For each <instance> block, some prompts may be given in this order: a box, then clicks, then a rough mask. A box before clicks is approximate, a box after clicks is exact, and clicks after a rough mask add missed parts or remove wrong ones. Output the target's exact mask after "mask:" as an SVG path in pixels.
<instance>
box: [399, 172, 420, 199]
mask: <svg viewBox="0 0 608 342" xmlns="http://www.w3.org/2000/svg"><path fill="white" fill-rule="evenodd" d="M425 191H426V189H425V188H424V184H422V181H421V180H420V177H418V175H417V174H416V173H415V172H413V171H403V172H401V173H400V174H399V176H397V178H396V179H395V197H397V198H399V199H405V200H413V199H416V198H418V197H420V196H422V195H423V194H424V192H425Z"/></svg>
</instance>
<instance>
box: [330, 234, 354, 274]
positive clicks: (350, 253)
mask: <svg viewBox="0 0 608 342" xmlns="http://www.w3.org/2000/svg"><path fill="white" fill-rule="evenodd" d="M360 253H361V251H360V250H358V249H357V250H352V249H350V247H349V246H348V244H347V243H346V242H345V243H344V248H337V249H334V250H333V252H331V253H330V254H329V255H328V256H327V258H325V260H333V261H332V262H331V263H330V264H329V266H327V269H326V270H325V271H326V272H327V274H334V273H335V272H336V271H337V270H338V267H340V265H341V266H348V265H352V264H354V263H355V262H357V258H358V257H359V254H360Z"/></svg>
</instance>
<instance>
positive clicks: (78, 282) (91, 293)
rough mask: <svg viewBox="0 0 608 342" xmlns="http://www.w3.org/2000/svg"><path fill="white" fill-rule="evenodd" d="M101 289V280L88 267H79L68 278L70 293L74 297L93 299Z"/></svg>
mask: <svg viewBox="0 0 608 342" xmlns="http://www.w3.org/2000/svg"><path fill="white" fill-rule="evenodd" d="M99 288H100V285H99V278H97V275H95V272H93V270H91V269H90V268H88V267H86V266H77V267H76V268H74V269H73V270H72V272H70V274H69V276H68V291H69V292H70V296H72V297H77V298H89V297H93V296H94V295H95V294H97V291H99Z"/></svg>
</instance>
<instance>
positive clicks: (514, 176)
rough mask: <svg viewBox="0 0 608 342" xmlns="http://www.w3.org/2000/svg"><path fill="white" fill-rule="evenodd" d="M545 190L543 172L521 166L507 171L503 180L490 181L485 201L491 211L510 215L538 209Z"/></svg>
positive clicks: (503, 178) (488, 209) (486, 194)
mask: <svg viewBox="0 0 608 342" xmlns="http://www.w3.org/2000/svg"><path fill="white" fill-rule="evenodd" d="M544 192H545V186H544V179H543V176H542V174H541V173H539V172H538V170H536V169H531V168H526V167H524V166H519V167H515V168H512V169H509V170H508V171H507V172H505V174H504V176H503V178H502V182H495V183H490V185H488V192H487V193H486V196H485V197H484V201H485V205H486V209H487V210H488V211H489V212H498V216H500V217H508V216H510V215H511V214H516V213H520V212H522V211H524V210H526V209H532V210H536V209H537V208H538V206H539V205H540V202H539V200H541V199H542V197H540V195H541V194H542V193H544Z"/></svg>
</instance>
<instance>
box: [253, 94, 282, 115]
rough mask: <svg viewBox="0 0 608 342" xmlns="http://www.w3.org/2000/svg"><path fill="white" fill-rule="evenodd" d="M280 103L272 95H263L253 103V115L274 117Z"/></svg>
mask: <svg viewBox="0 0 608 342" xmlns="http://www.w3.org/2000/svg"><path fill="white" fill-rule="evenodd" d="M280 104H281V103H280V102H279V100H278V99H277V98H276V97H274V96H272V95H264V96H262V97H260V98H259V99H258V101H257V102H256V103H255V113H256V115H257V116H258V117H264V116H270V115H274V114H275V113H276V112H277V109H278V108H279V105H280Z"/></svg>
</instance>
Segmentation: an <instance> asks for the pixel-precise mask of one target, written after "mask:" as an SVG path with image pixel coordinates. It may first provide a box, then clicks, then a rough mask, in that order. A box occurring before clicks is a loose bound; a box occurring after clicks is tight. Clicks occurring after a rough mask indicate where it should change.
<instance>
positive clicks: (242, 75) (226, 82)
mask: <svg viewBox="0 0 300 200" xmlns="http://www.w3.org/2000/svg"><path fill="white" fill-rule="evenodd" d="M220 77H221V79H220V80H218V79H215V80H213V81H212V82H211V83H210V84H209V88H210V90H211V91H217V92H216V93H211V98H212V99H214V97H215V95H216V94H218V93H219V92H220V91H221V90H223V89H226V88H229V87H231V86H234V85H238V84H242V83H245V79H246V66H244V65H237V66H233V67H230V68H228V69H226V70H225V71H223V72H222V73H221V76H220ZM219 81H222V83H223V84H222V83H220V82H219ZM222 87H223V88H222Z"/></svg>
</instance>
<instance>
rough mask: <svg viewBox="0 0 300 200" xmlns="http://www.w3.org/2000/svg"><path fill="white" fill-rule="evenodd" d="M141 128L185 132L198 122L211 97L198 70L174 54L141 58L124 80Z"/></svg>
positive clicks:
────────────────────
Goal of the exercise:
If a line of the records includes the string "order", copy it out.

Answer space:
For each <instance> block, some prompts may be given in this order: a box, then clicks, then a rough mask. A box before clicks is approximate, a box after clicks is exact, and clicks after a rough mask add missed parts or remove wrong ones. Output the target's exact mask after "mask:" as an SVG path in pixels.
Segmentation: an <instance> asks for the pixel-precise mask of one target, written after "mask:" as an SVG path with image pixel coordinates. It may first provide a box, then clicks, then a rough mask, in that order. A box occurring before clicks is a loose bound; a box occurring after clicks is tight. Clicks occurring after a rough mask indicate where it should change.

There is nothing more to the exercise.